本文の抜粋:
高齢者だけでなく、一人暮らしでペットを飼う人も「もしも」に陥ることを想定しておいたほうがいい。前出の香取さんは30代、40代で急逝した飼い主を何人も見てきたという。
例えば、自宅のマンションで猫2匹と暮らしていた40代のA子さん。がんを患い、猫たちの身を案じつつ、みるみる体力を奪われ、そのまま急逝。猫好きの知人のB子さんがしばらくA子さんのマンションに通い、猫の世話をしていたが、ある日A子さんの兄がやってきてこう言い放った。
「妹のマンションを売ることになった。この2匹は保健所に持っていくから」
幸いこのケースでは里親が見つかったものの、悲しいかな、残されたペットの世話は、家族や親族の善意・厚意をあてにできないのが現実のようだ。
「本当にペットのことを思うのならば、後を引き受けてくれる人を見つけ、法律的に有効な書面で、ある程度のお金を残さなければいけません」(香取さん)
では、残されたペットにどのくらいのお金が必要なのか。ペットの保険を手がけるアニコム損害保険の調査によると、1年間に犬にかかる費用は平均44万円、猫は20万円。高齢化にともない、さらに高額な医療費が必要になる場合もある。
必要なのはお金だけではない。そのお金がペットに使われるように、誰かに託したり、管理してもらったりする必要がある。
「ちよだニャンとなる会」の監事を務める川合会計事務所の公認会計士・川合忠信さんによると、ペットに確実にお金を残すためには、大きく以下の三つの方法があるという。
【1】負担付遺贈 つまり遺言。日本の法律ではペットに遺言を残すことができないため、残されたペットを相手への「負担」として、それを引き受けることを条件にお金を残す旨を遺言書に書く。信頼できる人に意思を伝え、「もしものときに、この子をお願いね」と承諾を取ること、自筆ではなく、公証人が作成する「公正証書遺言」にすることが大切だ。
費用は公証人への手数料が数万円ほど。一人暮らしで猫を飼っている前出の香取さんはこの方法を選び、信頼できる友人を受取人にし、公正証書遺言を作ったという。

提供資料:

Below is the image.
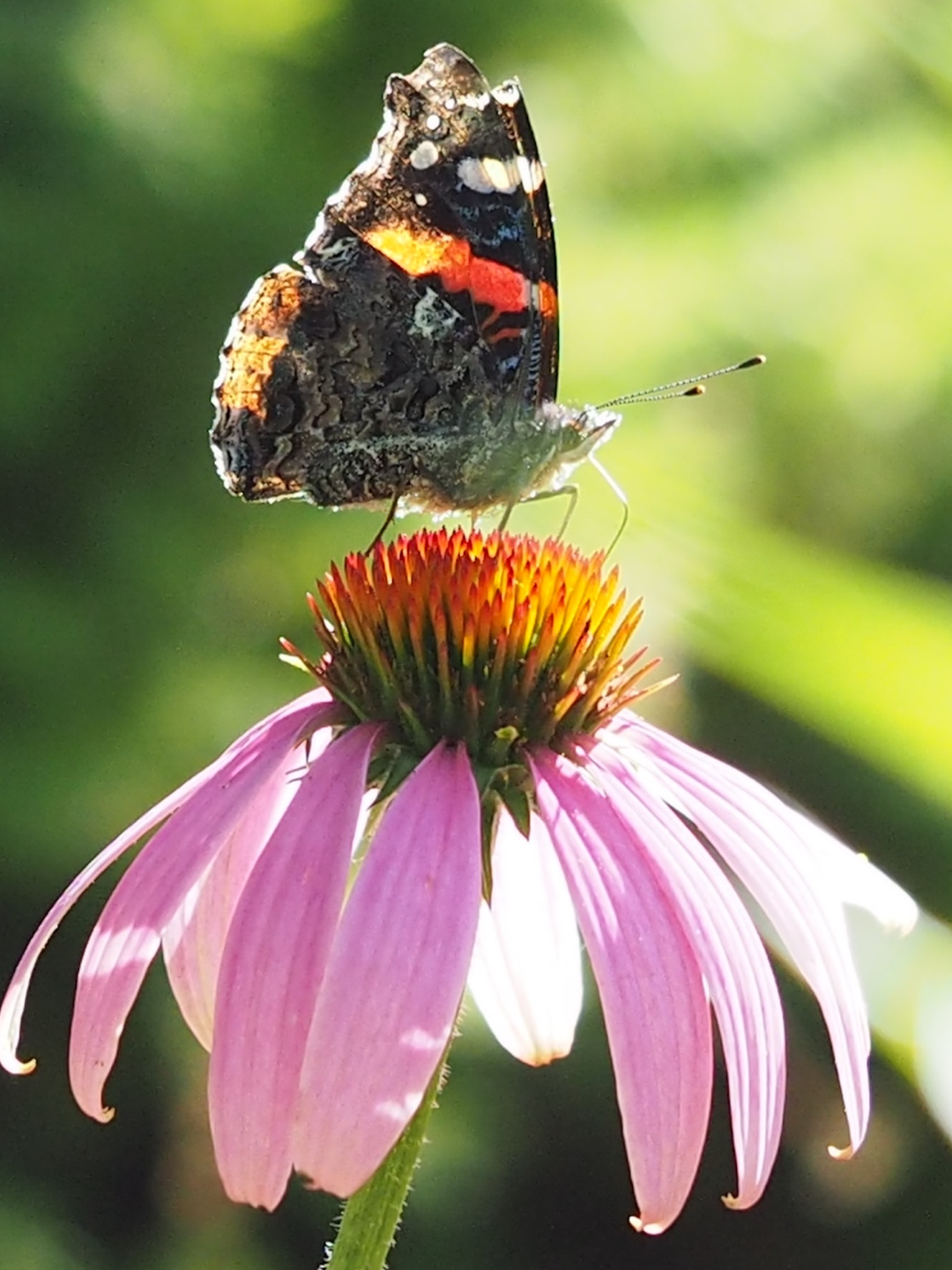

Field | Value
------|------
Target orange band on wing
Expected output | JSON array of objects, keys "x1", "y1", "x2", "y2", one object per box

[{"x1": 361, "y1": 225, "x2": 532, "y2": 314}]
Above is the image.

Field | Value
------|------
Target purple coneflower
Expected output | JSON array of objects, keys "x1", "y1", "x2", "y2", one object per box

[{"x1": 0, "y1": 531, "x2": 915, "y2": 1233}]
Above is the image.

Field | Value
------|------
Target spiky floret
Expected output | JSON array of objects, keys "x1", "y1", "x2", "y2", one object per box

[{"x1": 301, "y1": 528, "x2": 658, "y2": 767}]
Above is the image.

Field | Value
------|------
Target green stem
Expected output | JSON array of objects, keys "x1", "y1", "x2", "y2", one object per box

[{"x1": 321, "y1": 1047, "x2": 448, "y2": 1270}]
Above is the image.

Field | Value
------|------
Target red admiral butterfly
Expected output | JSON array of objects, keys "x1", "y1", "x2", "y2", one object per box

[{"x1": 211, "y1": 44, "x2": 620, "y2": 522}]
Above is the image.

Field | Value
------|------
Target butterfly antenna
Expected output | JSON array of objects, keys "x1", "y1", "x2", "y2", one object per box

[{"x1": 599, "y1": 353, "x2": 767, "y2": 410}]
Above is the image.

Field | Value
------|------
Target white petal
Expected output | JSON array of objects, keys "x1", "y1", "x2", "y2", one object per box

[{"x1": 468, "y1": 811, "x2": 582, "y2": 1067}]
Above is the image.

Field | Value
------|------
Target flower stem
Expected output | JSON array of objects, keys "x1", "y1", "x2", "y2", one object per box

[{"x1": 321, "y1": 1047, "x2": 448, "y2": 1270}]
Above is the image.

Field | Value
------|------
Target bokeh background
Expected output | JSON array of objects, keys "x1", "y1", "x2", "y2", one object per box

[{"x1": 0, "y1": 0, "x2": 952, "y2": 1270}]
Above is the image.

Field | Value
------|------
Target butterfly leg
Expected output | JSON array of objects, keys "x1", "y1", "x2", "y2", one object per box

[{"x1": 364, "y1": 494, "x2": 400, "y2": 555}]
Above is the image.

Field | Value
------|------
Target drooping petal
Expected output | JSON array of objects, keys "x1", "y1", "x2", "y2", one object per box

[
  {"x1": 294, "y1": 743, "x2": 481, "y2": 1195},
  {"x1": 70, "y1": 698, "x2": 337, "y2": 1120},
  {"x1": 208, "y1": 724, "x2": 380, "y2": 1209},
  {"x1": 532, "y1": 753, "x2": 713, "y2": 1235},
  {"x1": 162, "y1": 728, "x2": 330, "y2": 1049},
  {"x1": 0, "y1": 688, "x2": 329, "y2": 1076},
  {"x1": 802, "y1": 823, "x2": 919, "y2": 935},
  {"x1": 468, "y1": 811, "x2": 582, "y2": 1067},
  {"x1": 620, "y1": 719, "x2": 869, "y2": 1151},
  {"x1": 591, "y1": 744, "x2": 785, "y2": 1207}
]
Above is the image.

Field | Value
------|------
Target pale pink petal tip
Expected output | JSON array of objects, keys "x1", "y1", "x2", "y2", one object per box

[
  {"x1": 292, "y1": 743, "x2": 481, "y2": 1196},
  {"x1": 826, "y1": 1143, "x2": 859, "y2": 1160},
  {"x1": 0, "y1": 688, "x2": 337, "y2": 1081},
  {"x1": 628, "y1": 1217, "x2": 672, "y2": 1235},
  {"x1": 468, "y1": 813, "x2": 583, "y2": 1067}
]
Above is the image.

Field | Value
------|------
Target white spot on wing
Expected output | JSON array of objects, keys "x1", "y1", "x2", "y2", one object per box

[
  {"x1": 413, "y1": 287, "x2": 459, "y2": 339},
  {"x1": 410, "y1": 138, "x2": 439, "y2": 171},
  {"x1": 516, "y1": 155, "x2": 546, "y2": 194},
  {"x1": 456, "y1": 155, "x2": 522, "y2": 194}
]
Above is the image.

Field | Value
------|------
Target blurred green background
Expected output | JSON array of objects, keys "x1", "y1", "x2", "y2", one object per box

[{"x1": 0, "y1": 0, "x2": 952, "y2": 1270}]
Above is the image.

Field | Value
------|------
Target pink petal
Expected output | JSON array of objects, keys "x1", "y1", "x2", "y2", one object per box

[
  {"x1": 208, "y1": 724, "x2": 380, "y2": 1209},
  {"x1": 468, "y1": 811, "x2": 582, "y2": 1065},
  {"x1": 591, "y1": 744, "x2": 785, "y2": 1207},
  {"x1": 620, "y1": 719, "x2": 869, "y2": 1151},
  {"x1": 533, "y1": 753, "x2": 713, "y2": 1235},
  {"x1": 0, "y1": 688, "x2": 328, "y2": 1074},
  {"x1": 70, "y1": 699, "x2": 337, "y2": 1120},
  {"x1": 294, "y1": 743, "x2": 481, "y2": 1195},
  {"x1": 162, "y1": 728, "x2": 330, "y2": 1049}
]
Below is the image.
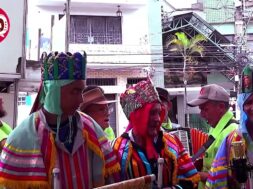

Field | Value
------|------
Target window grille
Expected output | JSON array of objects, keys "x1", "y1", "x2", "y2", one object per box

[
  {"x1": 70, "y1": 15, "x2": 122, "y2": 44},
  {"x1": 86, "y1": 78, "x2": 117, "y2": 86}
]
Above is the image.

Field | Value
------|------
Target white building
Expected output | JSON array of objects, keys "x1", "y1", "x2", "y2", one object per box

[{"x1": 19, "y1": 0, "x2": 164, "y2": 134}]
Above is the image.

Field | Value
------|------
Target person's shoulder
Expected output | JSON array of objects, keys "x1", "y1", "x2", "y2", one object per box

[
  {"x1": 77, "y1": 111, "x2": 106, "y2": 138},
  {"x1": 6, "y1": 114, "x2": 37, "y2": 148},
  {"x1": 111, "y1": 133, "x2": 130, "y2": 150}
]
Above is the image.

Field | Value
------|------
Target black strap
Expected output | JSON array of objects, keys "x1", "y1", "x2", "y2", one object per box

[{"x1": 192, "y1": 118, "x2": 238, "y2": 162}]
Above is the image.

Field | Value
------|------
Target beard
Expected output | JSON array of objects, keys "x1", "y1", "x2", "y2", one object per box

[{"x1": 0, "y1": 110, "x2": 7, "y2": 118}]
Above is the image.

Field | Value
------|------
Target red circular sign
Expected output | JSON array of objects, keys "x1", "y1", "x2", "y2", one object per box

[{"x1": 0, "y1": 8, "x2": 10, "y2": 42}]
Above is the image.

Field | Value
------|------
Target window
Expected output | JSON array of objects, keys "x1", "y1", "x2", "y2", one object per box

[
  {"x1": 127, "y1": 77, "x2": 147, "y2": 87},
  {"x1": 18, "y1": 95, "x2": 26, "y2": 105},
  {"x1": 70, "y1": 15, "x2": 122, "y2": 44},
  {"x1": 86, "y1": 78, "x2": 117, "y2": 86}
]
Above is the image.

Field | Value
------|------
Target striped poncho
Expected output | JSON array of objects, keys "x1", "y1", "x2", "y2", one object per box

[
  {"x1": 0, "y1": 110, "x2": 120, "y2": 189},
  {"x1": 113, "y1": 130, "x2": 199, "y2": 186}
]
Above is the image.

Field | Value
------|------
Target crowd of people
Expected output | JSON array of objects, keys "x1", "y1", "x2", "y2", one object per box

[{"x1": 0, "y1": 52, "x2": 253, "y2": 189}]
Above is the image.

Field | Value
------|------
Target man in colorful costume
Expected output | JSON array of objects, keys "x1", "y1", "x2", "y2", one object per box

[
  {"x1": 113, "y1": 79, "x2": 199, "y2": 189},
  {"x1": 206, "y1": 64, "x2": 253, "y2": 189},
  {"x1": 0, "y1": 52, "x2": 120, "y2": 189},
  {"x1": 187, "y1": 84, "x2": 238, "y2": 189},
  {"x1": 0, "y1": 97, "x2": 12, "y2": 152},
  {"x1": 80, "y1": 85, "x2": 116, "y2": 141}
]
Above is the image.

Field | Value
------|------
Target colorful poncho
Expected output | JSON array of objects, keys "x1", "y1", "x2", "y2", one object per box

[
  {"x1": 113, "y1": 130, "x2": 199, "y2": 186},
  {"x1": 0, "y1": 110, "x2": 120, "y2": 189},
  {"x1": 205, "y1": 93, "x2": 253, "y2": 189}
]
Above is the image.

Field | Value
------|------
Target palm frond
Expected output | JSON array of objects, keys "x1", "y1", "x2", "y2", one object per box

[
  {"x1": 166, "y1": 39, "x2": 184, "y2": 52},
  {"x1": 189, "y1": 34, "x2": 207, "y2": 49},
  {"x1": 175, "y1": 32, "x2": 190, "y2": 49}
]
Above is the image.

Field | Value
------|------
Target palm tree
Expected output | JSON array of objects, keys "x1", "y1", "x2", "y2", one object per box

[{"x1": 166, "y1": 32, "x2": 207, "y2": 127}]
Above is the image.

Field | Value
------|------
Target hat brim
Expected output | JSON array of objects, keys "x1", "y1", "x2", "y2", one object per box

[{"x1": 187, "y1": 99, "x2": 208, "y2": 107}]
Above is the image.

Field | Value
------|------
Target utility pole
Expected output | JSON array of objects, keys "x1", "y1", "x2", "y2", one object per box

[
  {"x1": 65, "y1": 0, "x2": 70, "y2": 52},
  {"x1": 234, "y1": 0, "x2": 250, "y2": 118},
  {"x1": 234, "y1": 0, "x2": 250, "y2": 93}
]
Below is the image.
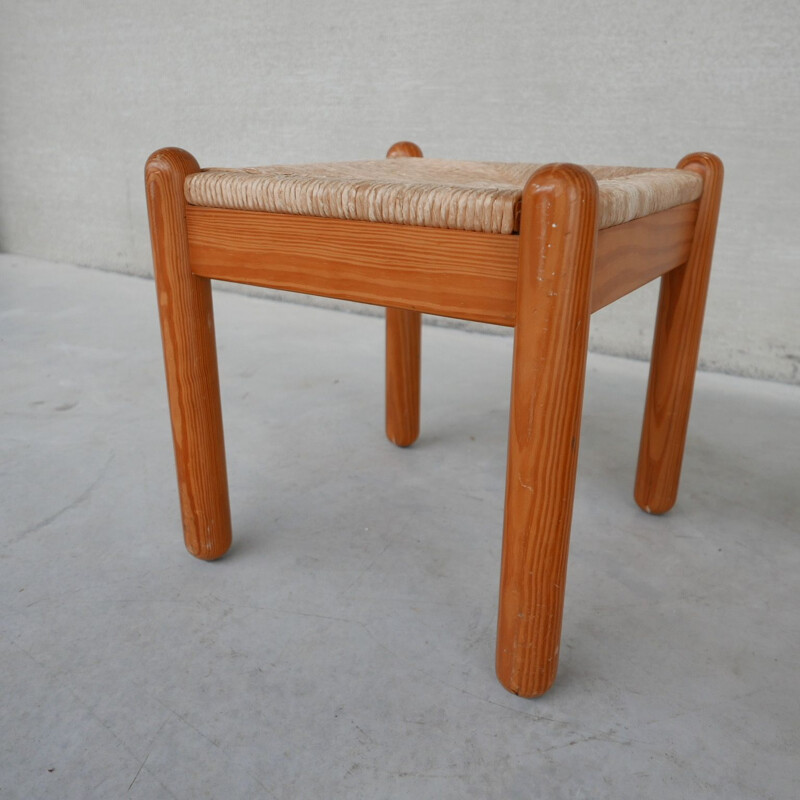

課題の指示:
ペットに残すお金についての本文にある「そのお金がペットに使われるように、誰かに託したり、管理してもらったりする必要がある。」という一文を、英語に訳してください。 行の内容はこの作業とは関係しない。

演習の解答:
To make sure that money is spent on the pet, it needs to be entrusted to someone or placed under someone's management.